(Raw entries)
— Begin —

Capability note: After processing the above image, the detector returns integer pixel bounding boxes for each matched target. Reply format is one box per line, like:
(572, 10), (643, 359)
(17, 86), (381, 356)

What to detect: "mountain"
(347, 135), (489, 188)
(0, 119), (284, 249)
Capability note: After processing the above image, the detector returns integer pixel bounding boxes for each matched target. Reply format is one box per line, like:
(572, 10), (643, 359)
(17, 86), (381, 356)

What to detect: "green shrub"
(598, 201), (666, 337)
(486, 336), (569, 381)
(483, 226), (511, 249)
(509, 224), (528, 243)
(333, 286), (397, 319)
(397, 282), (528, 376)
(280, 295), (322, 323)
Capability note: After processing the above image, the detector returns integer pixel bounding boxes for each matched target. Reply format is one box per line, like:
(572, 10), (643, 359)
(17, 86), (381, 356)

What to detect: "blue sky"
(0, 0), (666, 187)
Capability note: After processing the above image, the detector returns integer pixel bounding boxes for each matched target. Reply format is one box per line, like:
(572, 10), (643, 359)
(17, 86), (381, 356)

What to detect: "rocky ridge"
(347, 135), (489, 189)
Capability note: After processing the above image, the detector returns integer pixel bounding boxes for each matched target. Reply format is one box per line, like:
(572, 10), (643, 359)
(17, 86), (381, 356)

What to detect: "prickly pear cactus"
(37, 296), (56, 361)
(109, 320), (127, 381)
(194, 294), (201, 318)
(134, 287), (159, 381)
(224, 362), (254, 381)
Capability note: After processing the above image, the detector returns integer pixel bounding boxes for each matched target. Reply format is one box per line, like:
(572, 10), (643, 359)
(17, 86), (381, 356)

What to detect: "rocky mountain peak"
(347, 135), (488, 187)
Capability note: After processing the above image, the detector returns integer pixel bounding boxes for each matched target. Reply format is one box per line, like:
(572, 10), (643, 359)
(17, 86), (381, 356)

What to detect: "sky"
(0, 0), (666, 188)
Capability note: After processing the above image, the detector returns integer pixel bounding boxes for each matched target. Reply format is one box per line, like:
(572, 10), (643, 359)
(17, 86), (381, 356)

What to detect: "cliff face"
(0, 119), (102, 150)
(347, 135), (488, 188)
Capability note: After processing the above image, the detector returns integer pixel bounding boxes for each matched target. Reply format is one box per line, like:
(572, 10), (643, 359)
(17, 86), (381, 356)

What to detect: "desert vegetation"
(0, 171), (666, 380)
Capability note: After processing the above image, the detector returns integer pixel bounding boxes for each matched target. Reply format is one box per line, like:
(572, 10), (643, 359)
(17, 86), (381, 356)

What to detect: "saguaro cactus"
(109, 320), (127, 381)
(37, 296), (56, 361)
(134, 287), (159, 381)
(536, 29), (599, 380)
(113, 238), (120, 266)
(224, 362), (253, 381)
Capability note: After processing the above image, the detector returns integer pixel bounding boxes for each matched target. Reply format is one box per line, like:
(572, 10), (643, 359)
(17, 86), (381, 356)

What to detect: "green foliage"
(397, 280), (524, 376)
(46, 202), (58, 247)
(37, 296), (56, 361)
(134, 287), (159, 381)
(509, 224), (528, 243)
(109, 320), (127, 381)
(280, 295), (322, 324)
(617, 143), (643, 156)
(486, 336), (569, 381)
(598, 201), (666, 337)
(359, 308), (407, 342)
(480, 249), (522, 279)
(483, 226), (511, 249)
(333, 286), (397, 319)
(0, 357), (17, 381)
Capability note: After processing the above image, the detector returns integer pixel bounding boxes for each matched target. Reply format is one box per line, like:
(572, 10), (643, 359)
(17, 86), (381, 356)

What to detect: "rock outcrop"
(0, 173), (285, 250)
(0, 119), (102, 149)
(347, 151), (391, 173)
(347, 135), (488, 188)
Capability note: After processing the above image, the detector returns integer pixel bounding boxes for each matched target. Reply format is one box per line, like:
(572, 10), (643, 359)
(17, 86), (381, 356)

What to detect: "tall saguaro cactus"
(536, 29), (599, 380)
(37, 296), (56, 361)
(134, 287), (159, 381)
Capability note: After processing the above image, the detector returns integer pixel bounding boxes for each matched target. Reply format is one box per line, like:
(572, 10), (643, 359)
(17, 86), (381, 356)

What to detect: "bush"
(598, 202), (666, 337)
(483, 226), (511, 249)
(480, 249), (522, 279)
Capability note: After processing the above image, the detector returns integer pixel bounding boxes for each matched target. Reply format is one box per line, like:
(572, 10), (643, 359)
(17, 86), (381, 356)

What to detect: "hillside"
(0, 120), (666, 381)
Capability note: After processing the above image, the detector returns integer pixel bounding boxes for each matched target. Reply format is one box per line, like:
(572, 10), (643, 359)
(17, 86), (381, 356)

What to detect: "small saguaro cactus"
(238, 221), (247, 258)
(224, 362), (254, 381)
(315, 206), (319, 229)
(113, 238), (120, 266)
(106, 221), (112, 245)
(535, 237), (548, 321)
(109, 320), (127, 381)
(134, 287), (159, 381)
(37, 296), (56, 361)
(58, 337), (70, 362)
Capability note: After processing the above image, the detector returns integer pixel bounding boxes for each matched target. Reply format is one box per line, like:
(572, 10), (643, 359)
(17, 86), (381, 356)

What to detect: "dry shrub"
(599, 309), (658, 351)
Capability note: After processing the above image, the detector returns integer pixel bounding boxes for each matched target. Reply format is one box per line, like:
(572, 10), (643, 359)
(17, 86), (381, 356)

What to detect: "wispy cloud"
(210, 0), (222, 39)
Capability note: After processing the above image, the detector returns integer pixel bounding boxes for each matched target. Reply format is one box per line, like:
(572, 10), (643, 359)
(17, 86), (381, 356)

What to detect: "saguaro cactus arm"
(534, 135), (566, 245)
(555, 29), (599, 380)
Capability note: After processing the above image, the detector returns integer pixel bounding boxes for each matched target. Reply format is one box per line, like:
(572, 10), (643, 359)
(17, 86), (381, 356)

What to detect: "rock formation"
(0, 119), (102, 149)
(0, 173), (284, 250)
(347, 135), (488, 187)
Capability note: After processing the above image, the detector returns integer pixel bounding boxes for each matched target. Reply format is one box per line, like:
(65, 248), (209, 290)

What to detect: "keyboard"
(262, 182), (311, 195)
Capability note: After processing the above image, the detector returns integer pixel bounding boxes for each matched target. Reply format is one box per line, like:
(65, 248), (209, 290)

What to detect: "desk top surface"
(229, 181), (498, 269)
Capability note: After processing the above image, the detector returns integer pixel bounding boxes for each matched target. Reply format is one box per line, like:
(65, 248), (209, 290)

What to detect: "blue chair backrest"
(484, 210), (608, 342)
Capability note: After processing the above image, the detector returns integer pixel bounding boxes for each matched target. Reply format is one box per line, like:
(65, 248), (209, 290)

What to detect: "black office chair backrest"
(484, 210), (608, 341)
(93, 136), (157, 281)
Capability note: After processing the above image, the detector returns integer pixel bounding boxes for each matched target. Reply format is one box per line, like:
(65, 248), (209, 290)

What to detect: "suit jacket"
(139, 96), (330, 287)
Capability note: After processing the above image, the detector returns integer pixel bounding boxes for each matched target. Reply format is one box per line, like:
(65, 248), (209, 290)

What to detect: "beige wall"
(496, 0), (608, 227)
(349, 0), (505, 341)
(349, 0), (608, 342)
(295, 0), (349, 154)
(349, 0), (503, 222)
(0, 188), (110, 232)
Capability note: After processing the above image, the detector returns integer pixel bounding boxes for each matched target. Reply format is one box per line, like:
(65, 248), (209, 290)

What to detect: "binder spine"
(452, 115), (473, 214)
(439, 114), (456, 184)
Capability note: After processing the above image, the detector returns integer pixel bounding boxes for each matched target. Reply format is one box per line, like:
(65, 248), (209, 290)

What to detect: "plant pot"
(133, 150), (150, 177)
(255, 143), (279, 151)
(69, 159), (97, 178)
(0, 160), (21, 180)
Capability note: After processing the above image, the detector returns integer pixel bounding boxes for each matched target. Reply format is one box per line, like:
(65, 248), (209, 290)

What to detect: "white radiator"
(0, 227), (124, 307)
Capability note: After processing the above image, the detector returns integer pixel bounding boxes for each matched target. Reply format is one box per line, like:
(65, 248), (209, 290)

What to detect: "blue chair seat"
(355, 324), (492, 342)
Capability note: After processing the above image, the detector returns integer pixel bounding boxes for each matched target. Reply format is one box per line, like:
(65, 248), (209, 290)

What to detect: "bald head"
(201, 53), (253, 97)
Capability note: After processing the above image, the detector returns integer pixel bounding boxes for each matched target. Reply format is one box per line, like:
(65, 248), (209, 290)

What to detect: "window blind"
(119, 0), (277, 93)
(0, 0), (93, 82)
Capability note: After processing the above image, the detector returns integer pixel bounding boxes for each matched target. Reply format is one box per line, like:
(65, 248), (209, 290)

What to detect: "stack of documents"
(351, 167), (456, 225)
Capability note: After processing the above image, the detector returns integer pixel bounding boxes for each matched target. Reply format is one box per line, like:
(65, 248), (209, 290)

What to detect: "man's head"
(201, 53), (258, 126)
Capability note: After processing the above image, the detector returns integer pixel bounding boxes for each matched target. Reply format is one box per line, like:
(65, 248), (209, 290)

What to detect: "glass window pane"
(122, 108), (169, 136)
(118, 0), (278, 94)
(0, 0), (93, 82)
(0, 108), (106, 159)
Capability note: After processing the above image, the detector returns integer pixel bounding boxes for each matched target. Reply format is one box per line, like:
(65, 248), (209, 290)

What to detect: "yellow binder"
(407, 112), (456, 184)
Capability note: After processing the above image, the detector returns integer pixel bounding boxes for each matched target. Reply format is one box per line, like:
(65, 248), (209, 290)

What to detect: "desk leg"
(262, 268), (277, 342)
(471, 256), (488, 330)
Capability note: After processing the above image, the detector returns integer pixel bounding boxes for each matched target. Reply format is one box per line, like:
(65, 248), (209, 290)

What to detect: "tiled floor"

— End —

▶ WHAT TO DO
Lay out as a numbered list every line of the entries, starting with the very first line and going on through the line with "(280, 295), (322, 323)". Skip any blank lines.

▶ SOLUTION
1. Capability note: After processing the above image, the detector returns integer pixel bounding boxes for each matched target. Reply format is one box per line, like:
2. (572, 10), (643, 359)
3. (17, 86), (381, 356)
4. What to detect: "mountain"
5. (347, 135), (489, 188)
6. (0, 119), (284, 249)
7. Capability note: After processing the above image, the detector returns integer pixel bounding boxes for each matched target. Reply format is one box per line, like:
8. (572, 10), (643, 359)
9. (17, 86), (381, 356)
10. What to detect: "green shrub"
11. (598, 201), (666, 337)
12. (486, 336), (569, 381)
13. (483, 226), (511, 249)
14. (509, 224), (528, 243)
15. (333, 286), (397, 319)
16. (397, 282), (528, 376)
17. (280, 295), (322, 323)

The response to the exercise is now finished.